Activity.
Exclude the pictures, then copy all remaining records exactly.

Point localization data:

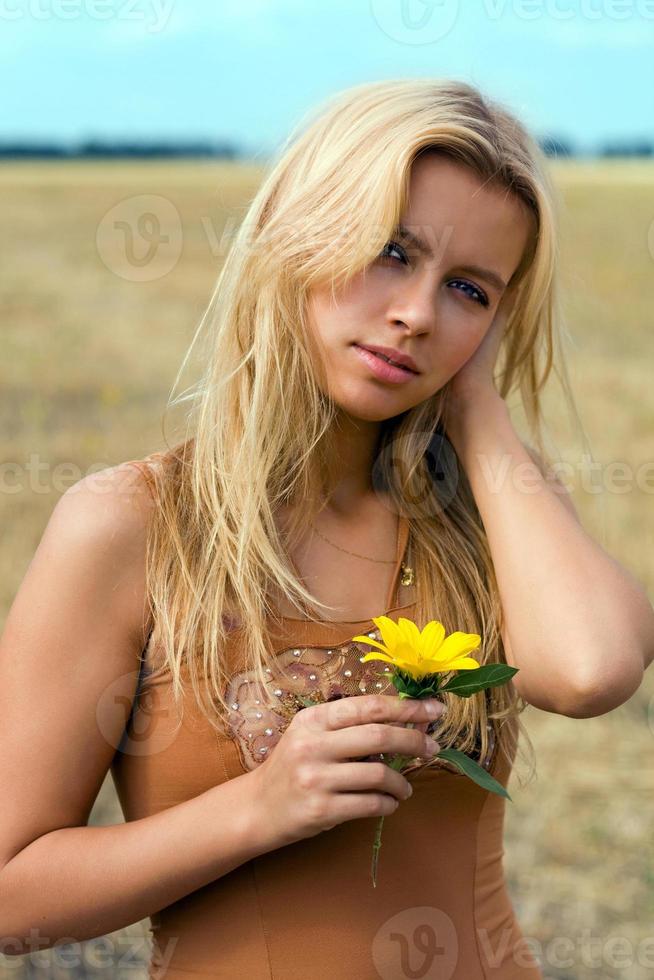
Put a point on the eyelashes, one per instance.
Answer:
(479, 297)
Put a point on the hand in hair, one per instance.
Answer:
(476, 376)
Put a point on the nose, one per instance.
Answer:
(414, 306)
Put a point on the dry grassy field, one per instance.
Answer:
(91, 343)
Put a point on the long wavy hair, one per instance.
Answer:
(260, 426)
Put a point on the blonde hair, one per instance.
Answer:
(260, 426)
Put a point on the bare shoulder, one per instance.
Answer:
(102, 521)
(70, 654)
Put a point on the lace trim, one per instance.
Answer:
(258, 716)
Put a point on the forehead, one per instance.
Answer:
(464, 218)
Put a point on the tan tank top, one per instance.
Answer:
(308, 911)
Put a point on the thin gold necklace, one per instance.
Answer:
(407, 574)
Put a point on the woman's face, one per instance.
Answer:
(430, 306)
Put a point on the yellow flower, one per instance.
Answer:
(421, 653)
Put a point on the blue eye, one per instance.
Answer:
(480, 298)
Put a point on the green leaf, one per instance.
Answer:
(476, 772)
(468, 682)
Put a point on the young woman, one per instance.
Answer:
(341, 463)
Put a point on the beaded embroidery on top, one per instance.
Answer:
(257, 719)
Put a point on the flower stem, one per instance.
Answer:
(396, 763)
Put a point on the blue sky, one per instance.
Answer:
(74, 69)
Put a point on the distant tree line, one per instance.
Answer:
(552, 146)
(16, 149)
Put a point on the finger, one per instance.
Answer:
(364, 740)
(367, 708)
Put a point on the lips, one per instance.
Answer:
(392, 356)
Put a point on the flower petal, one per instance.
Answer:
(432, 636)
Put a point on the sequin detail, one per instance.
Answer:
(259, 717)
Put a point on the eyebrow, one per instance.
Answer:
(474, 270)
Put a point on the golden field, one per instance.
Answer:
(91, 344)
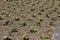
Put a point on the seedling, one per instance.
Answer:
(44, 37)
(30, 19)
(41, 20)
(13, 30)
(38, 23)
(32, 9)
(32, 30)
(25, 37)
(42, 10)
(47, 15)
(8, 0)
(22, 24)
(51, 23)
(1, 18)
(58, 12)
(6, 38)
(39, 13)
(7, 15)
(6, 23)
(16, 19)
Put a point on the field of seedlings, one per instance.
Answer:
(28, 19)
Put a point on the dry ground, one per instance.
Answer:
(42, 15)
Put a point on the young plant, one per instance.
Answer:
(38, 23)
(44, 37)
(16, 19)
(1, 18)
(7, 15)
(58, 12)
(6, 23)
(6, 38)
(25, 37)
(47, 15)
(22, 24)
(32, 30)
(13, 30)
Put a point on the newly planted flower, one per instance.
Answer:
(13, 30)
(33, 30)
(22, 24)
(25, 37)
(6, 23)
(44, 37)
(16, 19)
(47, 15)
(1, 18)
(38, 23)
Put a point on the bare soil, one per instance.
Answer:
(29, 12)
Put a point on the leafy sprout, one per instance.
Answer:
(13, 30)
(44, 37)
(16, 19)
(22, 24)
(25, 37)
(6, 23)
(47, 15)
(32, 30)
(38, 23)
(1, 18)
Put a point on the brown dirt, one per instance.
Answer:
(25, 10)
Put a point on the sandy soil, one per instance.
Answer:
(30, 12)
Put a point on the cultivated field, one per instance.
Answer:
(28, 19)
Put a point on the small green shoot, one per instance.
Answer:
(25, 37)
(22, 24)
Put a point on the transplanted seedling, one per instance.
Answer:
(12, 30)
(1, 18)
(25, 37)
(38, 23)
(52, 21)
(22, 24)
(47, 15)
(44, 37)
(6, 23)
(33, 30)
(16, 19)
(7, 15)
(58, 12)
(6, 38)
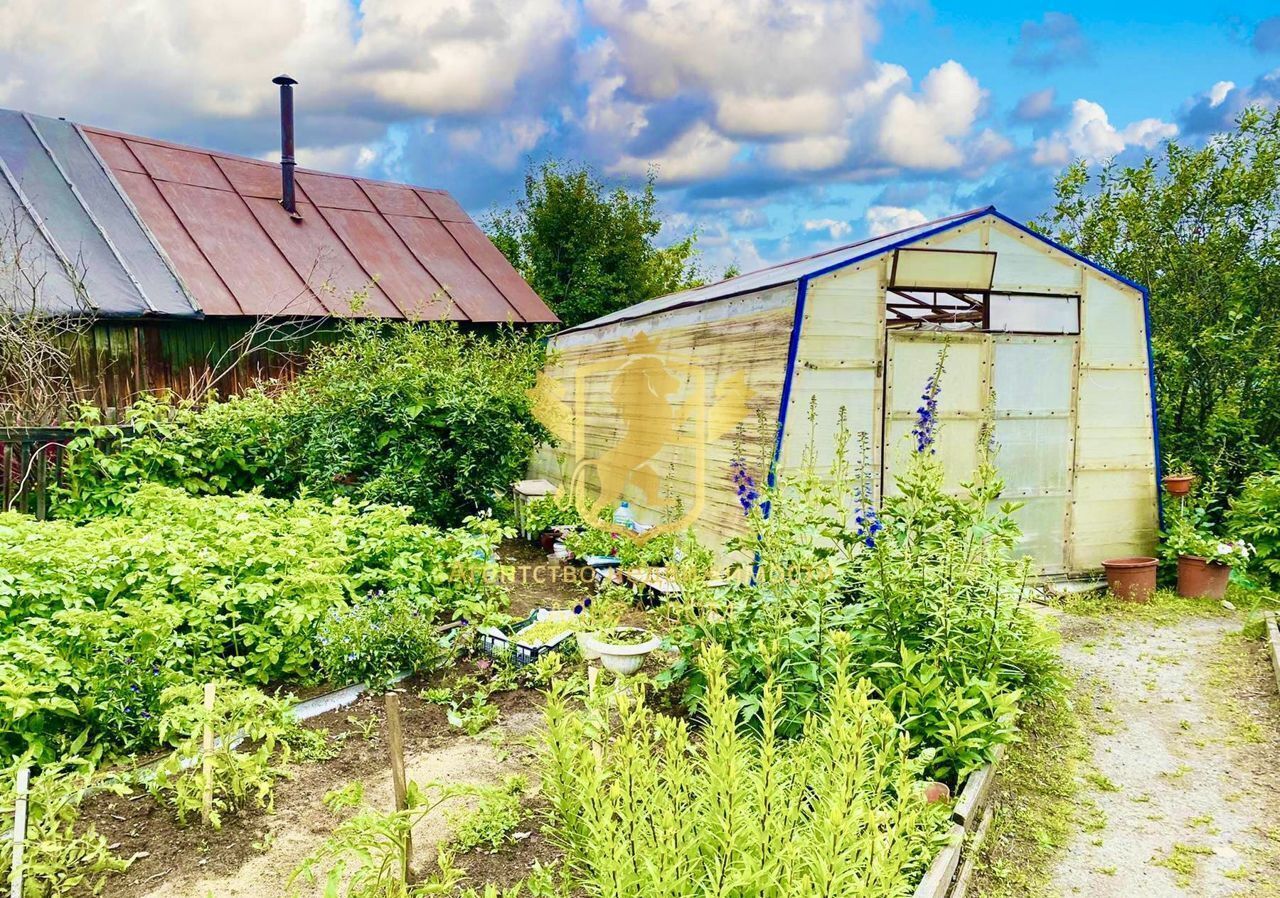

Task response.
Put a point on the eyelashes, one per instance.
Answer:
(479, 297)
Put a point on the hand in hair, one per instance.
Answer:
(476, 376)
Put a point on the nose, one per instance.
Answer:
(414, 306)
Put a point on the dry grassy field, one per instance.
Answer:
(91, 343)
Put a point on the long wavy hair, one per instance.
Answer:
(260, 426)
Put a point on the blonde hair, one per instance.
Answer:
(260, 426)
Put a point on the bare shoulder, one per instance.
Answer:
(102, 521)
(70, 654)
Put a point on the lace trim, one per instance.
Answer:
(258, 716)
Put a point on the forehead, one per instance.
Answer:
(464, 218)
Put a point on the tan tank top, one per instance.
Answer:
(308, 911)
Put a point on the thin gold necklace, one per instance.
Answer:
(407, 574)
Put a point on the woman's face, one per instance.
Answer:
(430, 306)
Put a point on the yellow flower, one per instance.
Answer:
(421, 653)
Put a point on the blue eye, one per instance.
Answer:
(480, 298)
Put a point on the green leaf, one per instance.
Answer:
(476, 772)
(468, 682)
Put a point on the young woman, one per instance.
Answer:
(341, 463)
Put a point on the beaded embroidery on top, one per instance.
Answer:
(257, 719)
Put a point on the flower stem, one per instance.
Answer:
(396, 763)
Put a point on the blue sky, one per instance.
Answer:
(74, 69)
Put a point on the distant tree line, one per instance.
Answer:
(552, 146)
(16, 149)
Put a point on the finger, one per instance.
Answer:
(364, 740)
(367, 708)
Put a point on the lips, one per instance.
Answer:
(392, 356)
Put a point on the flower petal, one per instance.
Answer:
(432, 636)
Put a point on the sequin detail, one per instance.
Answer:
(259, 717)
Put a point on the eyebrow, one per instance.
Answer:
(474, 270)
Put a point on the golden field, one per instance.
Answer:
(91, 344)
Put a point on the seedling, one per instance.
Answer:
(44, 37)
(30, 19)
(41, 20)
(13, 30)
(38, 23)
(32, 9)
(32, 30)
(25, 37)
(42, 10)
(47, 15)
(8, 0)
(22, 24)
(51, 23)
(1, 18)
(58, 12)
(6, 38)
(39, 13)
(7, 15)
(6, 23)
(16, 19)
Put a point on the field of seedlings, one per instance.
Answer:
(28, 19)
Put a point on the dry ground, one per instance.
Answer:
(42, 15)
Put a point on the young plant, one per instance.
Answer:
(38, 23)
(44, 37)
(16, 19)
(1, 18)
(7, 15)
(58, 12)
(6, 23)
(6, 38)
(25, 37)
(47, 15)
(22, 24)
(32, 30)
(13, 30)
Put a point on the newly planted flower, one per instance.
Answer:
(13, 30)
(33, 30)
(22, 24)
(25, 37)
(6, 23)
(44, 37)
(16, 19)
(47, 15)
(1, 18)
(38, 23)
Put a point on the bare soil, one per instance.
Answer:
(29, 12)
Put a point on the leafy sprout, one per instance.
Answer:
(13, 30)
(44, 37)
(16, 19)
(22, 24)
(25, 37)
(6, 23)
(47, 15)
(32, 30)
(38, 23)
(1, 18)
Put a point on the brown dirt, one per instance.
Answer:
(25, 10)
Put a point on the sandy soil, one per instance.
Answer:
(30, 12)
Put a point on the cultivated field, one per instance.
Answer:
(28, 19)
Put a point on the small green shoot, one per instance.
Answer:
(25, 37)
(22, 24)
Put a point on the transplanted seedling, one per instance.
Answer:
(12, 30)
(1, 18)
(25, 37)
(38, 23)
(52, 21)
(22, 24)
(47, 15)
(44, 37)
(6, 23)
(33, 30)
(16, 19)
(7, 15)
(58, 12)
(6, 38)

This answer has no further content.